◆ **REQUIRED WORK**
- 1) In the post about Abel, why will his lungs be the first focus once he is born? Answer in one to three sentences.
- 2) Please pick up the post about Abel after its final sentence and carry it forward.

Thursday, May 28, 2015

Plans Change...



Today we are 36 weeks 4 day! Pretty amazing! Abel has already overcome a lot of odds but last week we had to have a ‘come to Jesus meeting’ with the NICU doctor to discuss how “The Big Day” will go and what to expect. This was not a meeting Victor and I were really looking forward to. We knew it would be hard. We hoped for the truth but also knew the truth was going to stab our hearts. It did.

We met with Dr. Bass who is a NICU doctor at Tennova and at UT Hospital. To be honest, I am not sure if he has more titles that follow his name or not but he really seemed to be a great guy and doctor. We started off by talking about Abel and his lungs because his lungs will be the focus when he is first brought into this world. We have to make sure his lungs can work before we even begin to worry about his bladder or kidneys. One thing at a time…

Dr. Bass’s first comment was “I believe in miracles. I believe Jesus walked on water. It doesn’t look good though; your baby’s lungs are very under developed (to say the least). This will need to be our immediate focus.”

Ouch. Reality.

There is some peace and reassurance that a doctor believes in miracles much less that he will mention Jesus and that he believes. We liked that. I don’t know the details of Dr. Bass’s beliefs but he knows Jesus, and that’s what matters. I want Abel to be surrounded by God’s people as much as possible for every situation. God can use these people in every kind of way. Whether it be to work on Abel and help him or to help us make the best decisions for our son. God works through His people, His people do wonderful things because they are led by God sometimes not even knowing the full plan but it all works out accordingly.

◆ **GIVEN INFORMATION**
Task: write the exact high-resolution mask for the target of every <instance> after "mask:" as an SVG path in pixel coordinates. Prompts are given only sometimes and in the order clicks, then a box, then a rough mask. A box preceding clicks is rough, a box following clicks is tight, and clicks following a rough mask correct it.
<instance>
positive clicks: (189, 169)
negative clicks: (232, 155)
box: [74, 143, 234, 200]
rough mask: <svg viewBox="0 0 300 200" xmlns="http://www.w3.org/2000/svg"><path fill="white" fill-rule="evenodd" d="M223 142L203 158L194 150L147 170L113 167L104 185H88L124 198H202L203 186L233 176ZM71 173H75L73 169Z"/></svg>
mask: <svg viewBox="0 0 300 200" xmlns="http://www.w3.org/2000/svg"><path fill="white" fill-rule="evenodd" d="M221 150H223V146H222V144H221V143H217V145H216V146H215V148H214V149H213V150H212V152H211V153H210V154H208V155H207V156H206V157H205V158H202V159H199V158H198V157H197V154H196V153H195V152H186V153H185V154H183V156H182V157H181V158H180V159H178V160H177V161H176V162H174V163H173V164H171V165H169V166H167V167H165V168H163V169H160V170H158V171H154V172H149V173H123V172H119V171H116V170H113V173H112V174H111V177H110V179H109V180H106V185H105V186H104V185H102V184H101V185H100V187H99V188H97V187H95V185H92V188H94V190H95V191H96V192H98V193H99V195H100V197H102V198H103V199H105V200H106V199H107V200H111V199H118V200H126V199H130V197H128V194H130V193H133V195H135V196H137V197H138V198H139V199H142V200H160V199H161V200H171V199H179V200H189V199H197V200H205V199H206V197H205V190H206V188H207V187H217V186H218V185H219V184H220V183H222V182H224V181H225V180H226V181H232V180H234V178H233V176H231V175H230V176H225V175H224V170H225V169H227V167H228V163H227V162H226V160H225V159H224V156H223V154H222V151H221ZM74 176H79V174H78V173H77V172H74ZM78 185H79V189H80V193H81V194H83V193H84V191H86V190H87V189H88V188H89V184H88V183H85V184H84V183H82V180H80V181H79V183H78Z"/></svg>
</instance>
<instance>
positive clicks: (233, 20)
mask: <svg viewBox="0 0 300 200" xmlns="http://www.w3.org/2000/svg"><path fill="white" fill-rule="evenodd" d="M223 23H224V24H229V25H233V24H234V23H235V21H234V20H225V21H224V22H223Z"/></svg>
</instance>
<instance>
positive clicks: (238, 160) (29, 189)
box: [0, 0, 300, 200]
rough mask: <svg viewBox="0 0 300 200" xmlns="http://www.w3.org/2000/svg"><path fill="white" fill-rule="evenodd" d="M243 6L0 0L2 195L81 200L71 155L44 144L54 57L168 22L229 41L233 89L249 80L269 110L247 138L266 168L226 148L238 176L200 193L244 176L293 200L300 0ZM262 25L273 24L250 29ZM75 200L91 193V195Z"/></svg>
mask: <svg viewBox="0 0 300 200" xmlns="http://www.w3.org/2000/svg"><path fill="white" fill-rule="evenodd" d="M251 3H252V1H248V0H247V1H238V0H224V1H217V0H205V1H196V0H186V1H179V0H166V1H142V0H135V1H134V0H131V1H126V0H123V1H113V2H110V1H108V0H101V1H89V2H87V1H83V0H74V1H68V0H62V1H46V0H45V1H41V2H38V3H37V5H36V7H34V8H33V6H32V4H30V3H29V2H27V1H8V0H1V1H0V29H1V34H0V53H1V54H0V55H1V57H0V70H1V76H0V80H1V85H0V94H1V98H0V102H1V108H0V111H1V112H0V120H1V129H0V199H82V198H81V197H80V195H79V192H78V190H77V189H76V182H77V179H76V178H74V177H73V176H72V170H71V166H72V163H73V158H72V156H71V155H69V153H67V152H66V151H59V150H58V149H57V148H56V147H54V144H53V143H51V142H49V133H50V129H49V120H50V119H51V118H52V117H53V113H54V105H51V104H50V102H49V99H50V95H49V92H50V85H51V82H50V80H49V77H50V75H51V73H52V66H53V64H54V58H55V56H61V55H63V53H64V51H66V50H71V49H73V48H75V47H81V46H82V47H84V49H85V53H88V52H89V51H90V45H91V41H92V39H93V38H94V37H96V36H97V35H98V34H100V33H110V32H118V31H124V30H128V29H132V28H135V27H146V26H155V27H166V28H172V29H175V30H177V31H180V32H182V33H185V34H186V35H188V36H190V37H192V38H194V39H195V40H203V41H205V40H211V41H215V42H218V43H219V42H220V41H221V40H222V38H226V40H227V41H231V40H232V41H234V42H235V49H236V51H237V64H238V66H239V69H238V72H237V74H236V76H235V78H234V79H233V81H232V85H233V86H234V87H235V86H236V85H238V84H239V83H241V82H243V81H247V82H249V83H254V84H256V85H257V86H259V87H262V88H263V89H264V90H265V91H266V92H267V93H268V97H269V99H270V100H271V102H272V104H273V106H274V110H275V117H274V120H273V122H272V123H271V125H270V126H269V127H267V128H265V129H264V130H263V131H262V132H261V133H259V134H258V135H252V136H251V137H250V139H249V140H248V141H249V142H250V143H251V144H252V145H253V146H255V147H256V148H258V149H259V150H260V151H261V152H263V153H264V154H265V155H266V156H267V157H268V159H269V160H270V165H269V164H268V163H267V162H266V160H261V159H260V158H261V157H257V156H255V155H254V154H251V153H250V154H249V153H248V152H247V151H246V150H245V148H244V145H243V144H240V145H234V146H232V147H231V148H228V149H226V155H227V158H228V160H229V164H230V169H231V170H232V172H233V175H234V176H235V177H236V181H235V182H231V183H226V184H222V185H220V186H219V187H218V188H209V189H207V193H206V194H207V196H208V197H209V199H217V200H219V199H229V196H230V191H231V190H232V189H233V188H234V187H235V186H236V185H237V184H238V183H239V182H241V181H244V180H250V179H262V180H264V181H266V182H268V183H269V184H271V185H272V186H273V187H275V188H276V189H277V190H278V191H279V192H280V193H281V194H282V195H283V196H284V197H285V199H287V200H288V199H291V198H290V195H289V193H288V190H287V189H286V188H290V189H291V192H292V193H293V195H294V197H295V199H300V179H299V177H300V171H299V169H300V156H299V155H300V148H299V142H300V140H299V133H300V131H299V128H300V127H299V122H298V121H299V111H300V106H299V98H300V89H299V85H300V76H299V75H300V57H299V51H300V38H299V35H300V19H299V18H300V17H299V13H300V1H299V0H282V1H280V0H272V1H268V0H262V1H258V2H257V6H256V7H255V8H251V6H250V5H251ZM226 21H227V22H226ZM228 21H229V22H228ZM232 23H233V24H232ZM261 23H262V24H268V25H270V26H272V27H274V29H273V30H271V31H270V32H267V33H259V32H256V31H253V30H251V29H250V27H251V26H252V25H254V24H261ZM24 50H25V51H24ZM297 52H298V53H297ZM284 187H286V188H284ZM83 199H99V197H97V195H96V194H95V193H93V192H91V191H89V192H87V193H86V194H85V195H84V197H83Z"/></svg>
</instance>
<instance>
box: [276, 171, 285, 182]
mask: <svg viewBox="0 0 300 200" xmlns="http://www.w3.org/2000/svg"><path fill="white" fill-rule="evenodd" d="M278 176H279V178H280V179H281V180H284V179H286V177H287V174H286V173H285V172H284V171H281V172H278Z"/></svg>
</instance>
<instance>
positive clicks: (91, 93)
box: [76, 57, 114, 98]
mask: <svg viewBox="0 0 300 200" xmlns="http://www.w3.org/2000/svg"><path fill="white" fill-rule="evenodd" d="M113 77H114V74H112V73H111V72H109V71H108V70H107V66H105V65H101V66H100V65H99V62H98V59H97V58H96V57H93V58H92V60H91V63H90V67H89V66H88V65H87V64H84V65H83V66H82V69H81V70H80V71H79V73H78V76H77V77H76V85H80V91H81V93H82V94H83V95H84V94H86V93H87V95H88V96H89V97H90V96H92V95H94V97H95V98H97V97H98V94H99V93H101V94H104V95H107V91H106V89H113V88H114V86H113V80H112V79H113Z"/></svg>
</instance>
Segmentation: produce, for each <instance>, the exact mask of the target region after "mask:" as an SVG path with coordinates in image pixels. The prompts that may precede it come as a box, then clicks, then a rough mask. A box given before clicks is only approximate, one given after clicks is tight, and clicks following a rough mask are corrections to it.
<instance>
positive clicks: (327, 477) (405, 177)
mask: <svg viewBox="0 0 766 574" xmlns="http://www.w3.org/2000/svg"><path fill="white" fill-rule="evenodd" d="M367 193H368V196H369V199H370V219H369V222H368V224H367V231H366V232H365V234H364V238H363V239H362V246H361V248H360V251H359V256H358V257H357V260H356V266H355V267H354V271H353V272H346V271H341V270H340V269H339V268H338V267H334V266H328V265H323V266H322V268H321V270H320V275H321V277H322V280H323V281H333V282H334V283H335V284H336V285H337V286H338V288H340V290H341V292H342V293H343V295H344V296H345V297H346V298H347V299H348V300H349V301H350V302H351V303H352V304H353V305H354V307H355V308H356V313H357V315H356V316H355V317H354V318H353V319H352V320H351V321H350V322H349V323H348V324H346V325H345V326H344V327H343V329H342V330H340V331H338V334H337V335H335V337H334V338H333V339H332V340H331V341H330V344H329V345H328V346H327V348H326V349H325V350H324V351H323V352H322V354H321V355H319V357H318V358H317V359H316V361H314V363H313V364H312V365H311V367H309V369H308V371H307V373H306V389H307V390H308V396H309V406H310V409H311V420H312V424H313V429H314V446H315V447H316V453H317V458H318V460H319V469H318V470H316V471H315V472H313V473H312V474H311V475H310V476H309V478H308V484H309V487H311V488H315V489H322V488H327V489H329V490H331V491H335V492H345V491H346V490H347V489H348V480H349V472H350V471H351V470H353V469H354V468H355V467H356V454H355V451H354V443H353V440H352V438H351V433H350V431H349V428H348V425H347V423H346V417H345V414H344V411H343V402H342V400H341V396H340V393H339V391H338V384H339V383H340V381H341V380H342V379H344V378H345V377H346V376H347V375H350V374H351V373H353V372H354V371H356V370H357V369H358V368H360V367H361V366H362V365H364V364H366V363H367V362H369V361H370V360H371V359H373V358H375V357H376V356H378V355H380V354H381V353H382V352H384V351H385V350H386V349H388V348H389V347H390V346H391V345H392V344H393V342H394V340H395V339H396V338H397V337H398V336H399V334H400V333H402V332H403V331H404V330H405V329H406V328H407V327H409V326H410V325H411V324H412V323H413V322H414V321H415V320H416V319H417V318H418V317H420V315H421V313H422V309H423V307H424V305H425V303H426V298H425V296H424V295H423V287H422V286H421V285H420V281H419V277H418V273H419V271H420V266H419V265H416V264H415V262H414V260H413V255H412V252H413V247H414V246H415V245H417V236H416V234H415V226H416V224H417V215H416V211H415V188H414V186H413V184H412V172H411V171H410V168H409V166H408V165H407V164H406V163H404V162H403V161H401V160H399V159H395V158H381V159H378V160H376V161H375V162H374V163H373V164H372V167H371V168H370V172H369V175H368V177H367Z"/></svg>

◆ **SOLVED TASKS**
- 1) His lungs have to be able to work before anyone can start worrying about his bladder or kidneys. The NICU doctor also said they are very underdeveloped, so they will need to be the immediate focus.

- 2)
Dr. Bass explained some of how lung development works. Some of it we had heard before granted everyone explains it a little differently and things can always change... Since we have had no amniotic fluid there has not been proper pressure on the lungs needed. The amniotic fluid also effects the air channels that develop, no amniotic fluid means those can’t develop either. No air channels mean Abel’s lungs won’t work in the real world. The swollen bladder has also pressed up on where Abel’s lungs are which also hinders development. Dr. Bass explained some of the care that Abel would need and some of the steps that could be taken to help Abel. He also expressed his concern that UT has a level 3 NICU and will be better equipped to help Abel and offer him the best chance. Dr. Bass was very wonderful in explaining steps and some “what if” scenarios. To be honest though none of these scenarios seemed ‘great’ or ‘ideal’. It came down to if we wanted to give Abel all the tools possible to fight and survive then we needed to have him at UT.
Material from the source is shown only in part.